[Set problem 1] Find every line in the listing that contains the string "surfboard", and copy each of those lines.

[Extract]
I used to cut allot of classes. I'm sure i missed that one!
 
  • #12
Khashishi said:
The answer is yes, but you can show this yourself, rather than take our word for it. Try a thought experiment where you have one object made out of two atoms of given mass. Calculate the kinetic energy of the atoms when you translate the whole object. Now heat up the object (give the atoms some initial and opposite kinetic energy). Now calculate the kinetic energy when you translate the whole object.
What does this have to do with an increase in inertia? How does it apply to energy stored in a spring?
 
  • #13
I second that question: What does this have to do with an increase in inertia?
 
  • #14
Khashishi said:
The answer is yes, but you can show this yourself, rather than take our word for it. Try a thought experiment where you have one object made out of two atoms of given mass. Calculate the kinetic energy of the atoms when you translate the whole object. Now heat up the object (give the atoms some initial and opposite kinetic energy). Now calculate the kinetic energy when you translate the whole object.

[Provided material]
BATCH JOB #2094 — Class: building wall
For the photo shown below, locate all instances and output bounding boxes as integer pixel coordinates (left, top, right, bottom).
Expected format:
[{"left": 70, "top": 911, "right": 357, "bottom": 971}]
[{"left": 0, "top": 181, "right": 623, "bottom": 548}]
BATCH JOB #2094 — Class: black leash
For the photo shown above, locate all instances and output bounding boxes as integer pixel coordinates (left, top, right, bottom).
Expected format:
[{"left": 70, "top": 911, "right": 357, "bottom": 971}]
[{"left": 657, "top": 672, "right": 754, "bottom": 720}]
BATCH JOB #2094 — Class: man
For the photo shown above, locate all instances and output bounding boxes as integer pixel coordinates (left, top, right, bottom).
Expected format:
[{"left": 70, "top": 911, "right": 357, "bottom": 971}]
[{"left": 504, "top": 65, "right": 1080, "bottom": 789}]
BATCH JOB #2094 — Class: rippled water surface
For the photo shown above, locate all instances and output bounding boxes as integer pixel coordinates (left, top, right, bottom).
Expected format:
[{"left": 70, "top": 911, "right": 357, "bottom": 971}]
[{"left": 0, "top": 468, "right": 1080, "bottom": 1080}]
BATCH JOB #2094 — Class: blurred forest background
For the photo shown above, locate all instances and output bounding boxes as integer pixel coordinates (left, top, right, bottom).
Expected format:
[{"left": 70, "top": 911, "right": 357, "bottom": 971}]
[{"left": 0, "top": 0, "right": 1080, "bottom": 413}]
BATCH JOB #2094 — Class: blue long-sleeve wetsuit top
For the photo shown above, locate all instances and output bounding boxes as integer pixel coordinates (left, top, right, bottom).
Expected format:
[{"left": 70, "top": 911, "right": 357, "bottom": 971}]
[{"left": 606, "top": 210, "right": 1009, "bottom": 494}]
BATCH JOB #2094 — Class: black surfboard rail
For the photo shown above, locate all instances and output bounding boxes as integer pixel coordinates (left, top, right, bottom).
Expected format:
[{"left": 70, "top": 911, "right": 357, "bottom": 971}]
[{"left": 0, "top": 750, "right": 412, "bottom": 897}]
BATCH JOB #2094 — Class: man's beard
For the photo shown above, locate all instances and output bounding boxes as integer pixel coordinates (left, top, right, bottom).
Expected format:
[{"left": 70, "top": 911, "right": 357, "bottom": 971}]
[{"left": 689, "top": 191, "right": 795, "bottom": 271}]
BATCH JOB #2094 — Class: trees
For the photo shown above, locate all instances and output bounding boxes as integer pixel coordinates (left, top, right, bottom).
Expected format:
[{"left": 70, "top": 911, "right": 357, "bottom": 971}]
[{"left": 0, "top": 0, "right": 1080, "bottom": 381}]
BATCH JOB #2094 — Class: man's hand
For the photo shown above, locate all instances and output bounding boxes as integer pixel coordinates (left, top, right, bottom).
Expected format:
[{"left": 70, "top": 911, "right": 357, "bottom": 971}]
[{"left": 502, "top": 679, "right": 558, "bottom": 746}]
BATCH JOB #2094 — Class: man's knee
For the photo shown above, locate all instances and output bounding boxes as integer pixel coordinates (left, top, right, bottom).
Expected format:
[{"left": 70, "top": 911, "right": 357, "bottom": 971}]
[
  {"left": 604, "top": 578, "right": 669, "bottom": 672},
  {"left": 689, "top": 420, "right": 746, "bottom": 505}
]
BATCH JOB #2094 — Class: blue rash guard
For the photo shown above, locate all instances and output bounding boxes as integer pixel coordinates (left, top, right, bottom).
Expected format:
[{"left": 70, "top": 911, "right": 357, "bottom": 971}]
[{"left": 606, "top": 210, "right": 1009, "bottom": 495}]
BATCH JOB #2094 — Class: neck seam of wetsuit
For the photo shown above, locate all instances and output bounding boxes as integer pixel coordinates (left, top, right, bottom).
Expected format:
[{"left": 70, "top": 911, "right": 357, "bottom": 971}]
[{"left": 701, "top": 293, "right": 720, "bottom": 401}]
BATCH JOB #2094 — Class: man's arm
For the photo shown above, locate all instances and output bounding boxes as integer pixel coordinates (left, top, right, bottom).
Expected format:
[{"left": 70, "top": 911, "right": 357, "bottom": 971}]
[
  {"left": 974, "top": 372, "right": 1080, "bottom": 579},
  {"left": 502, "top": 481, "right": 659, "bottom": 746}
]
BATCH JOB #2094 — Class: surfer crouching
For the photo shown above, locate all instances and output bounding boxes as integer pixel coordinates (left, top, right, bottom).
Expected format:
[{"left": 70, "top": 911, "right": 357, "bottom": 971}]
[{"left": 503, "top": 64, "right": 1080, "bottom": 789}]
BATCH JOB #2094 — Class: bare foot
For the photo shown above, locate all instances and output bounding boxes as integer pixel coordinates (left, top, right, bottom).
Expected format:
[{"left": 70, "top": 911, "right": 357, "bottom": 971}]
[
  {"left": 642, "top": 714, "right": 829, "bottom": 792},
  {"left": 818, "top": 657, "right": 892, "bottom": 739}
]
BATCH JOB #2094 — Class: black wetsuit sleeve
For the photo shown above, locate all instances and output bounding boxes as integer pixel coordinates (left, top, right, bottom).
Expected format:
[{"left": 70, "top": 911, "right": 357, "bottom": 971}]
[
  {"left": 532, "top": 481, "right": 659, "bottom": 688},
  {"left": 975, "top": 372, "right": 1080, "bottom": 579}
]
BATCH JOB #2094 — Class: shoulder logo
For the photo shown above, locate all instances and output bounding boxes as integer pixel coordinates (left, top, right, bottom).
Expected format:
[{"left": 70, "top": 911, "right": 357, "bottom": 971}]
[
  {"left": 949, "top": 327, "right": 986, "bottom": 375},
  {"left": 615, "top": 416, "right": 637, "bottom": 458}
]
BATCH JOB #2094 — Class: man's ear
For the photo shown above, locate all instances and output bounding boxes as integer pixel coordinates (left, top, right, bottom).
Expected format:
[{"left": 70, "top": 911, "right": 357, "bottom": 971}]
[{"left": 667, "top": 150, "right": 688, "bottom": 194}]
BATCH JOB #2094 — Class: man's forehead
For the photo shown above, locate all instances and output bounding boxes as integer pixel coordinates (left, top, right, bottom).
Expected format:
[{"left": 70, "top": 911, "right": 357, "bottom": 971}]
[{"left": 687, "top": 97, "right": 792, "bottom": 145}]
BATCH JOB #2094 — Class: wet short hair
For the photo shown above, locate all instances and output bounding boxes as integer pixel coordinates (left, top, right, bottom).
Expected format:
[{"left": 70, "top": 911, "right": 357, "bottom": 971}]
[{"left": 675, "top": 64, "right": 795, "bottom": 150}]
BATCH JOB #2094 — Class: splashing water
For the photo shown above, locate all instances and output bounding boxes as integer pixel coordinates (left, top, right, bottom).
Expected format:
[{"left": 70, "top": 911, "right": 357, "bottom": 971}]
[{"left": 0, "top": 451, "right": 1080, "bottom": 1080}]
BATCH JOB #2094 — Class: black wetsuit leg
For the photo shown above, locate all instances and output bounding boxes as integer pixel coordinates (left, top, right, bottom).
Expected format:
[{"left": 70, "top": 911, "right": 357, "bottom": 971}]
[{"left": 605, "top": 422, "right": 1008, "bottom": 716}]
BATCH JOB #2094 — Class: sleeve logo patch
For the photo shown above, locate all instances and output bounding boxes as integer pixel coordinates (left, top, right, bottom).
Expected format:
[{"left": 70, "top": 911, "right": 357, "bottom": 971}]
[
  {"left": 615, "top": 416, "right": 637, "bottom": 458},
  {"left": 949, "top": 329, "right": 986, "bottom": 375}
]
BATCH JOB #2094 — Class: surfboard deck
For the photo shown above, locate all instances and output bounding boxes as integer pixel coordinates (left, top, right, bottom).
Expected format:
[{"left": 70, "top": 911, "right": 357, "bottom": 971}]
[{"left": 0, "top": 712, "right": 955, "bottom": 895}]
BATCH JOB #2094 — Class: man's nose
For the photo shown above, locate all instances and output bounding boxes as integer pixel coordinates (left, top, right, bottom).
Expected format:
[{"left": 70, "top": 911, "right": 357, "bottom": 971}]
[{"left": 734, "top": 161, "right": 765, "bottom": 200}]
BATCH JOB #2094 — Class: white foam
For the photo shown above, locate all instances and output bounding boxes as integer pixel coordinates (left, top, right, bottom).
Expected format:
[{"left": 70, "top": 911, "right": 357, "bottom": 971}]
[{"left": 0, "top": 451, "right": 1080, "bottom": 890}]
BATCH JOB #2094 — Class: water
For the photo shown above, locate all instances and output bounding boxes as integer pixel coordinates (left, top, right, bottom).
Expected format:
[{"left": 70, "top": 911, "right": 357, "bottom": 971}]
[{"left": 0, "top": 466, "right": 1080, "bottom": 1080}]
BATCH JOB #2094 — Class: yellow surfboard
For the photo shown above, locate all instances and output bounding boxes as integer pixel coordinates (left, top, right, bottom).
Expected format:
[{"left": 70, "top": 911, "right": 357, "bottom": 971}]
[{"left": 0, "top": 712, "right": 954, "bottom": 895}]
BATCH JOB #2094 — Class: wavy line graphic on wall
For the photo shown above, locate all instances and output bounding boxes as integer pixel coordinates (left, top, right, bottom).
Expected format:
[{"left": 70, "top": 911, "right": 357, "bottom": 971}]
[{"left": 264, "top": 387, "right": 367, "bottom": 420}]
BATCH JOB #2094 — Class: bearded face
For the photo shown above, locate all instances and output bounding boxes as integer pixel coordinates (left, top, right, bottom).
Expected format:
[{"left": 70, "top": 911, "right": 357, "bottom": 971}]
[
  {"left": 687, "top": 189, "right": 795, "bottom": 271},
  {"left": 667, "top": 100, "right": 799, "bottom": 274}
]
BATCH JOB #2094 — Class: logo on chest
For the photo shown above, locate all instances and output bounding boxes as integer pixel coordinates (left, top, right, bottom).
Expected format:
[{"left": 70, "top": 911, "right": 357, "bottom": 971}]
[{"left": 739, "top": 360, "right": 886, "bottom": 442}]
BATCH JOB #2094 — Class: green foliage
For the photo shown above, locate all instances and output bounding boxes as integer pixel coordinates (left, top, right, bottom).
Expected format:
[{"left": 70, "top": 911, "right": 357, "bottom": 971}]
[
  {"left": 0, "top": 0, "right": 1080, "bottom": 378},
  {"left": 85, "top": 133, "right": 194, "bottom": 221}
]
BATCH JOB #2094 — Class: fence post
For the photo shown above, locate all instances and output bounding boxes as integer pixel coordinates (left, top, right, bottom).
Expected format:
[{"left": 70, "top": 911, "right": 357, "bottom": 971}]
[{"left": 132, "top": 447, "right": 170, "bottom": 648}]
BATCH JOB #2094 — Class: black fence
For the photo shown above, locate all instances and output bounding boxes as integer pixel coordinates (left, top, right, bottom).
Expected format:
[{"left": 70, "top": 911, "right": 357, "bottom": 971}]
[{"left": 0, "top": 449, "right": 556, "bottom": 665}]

[Set problem 2] Write the next part of the forum thread about heated objects and inertia, starting right after its final line.

[Task answer 1]
BATCH JOB #2094 — Class: black surfboard rail
BATCH JOB #2094 — Class: surfboard deck
BATCH JOB #2094 — Class: yellow surfboard

[Task answer 2]
Yeah, i missed the logic on that one. But that happens sometimes.
 
  • #15
Perhaps it would be an idea to define what you mean by "inertia' in this context.
 
  • #16
I skipped a couple steps, and hoped everyone would still be able to follow. Let me elaborate some more.

The work it takes to move an object is equal to the difference in kinetic energy between the object at rest and the object in motion.
##W = T_f - T_i##
##F = dW/dx = dT/dx##
We can define a "mass" for the composite object using
##F = ma##
so
##m = \frac{dT/dx}{a}##
##m \propto \Delta T/\Delta v##

When you heat an object, the molecules gain vibrational energy. It takes more work to move a box of hot molecules than a box of cold ones. Let's simplify the composite object as much as is possible: it is composed of two atoms. When the atoms vibrate, they move in opposite directions so the total center of mass doesn't move. The kinetic energy of the object is simply the sum of the kinetic energy of the atoms, and any kinetic energy of any fields in the object (which we will assume to be zero).
Calculate the change in kinetic energy when you move the center of mass of the object. Do this for the cold object, and the hot object, and see which takes more work. The work it takes to move the object is proportional to the mass of the composite object.
 
  • #17
mtworkowski@o said:
I knew you would like it. Kinetic energy raising inertia and causing the box to behave differently than if it were stationary.
The jack in the box has potential energy (in the compressed spring), that increases inertia.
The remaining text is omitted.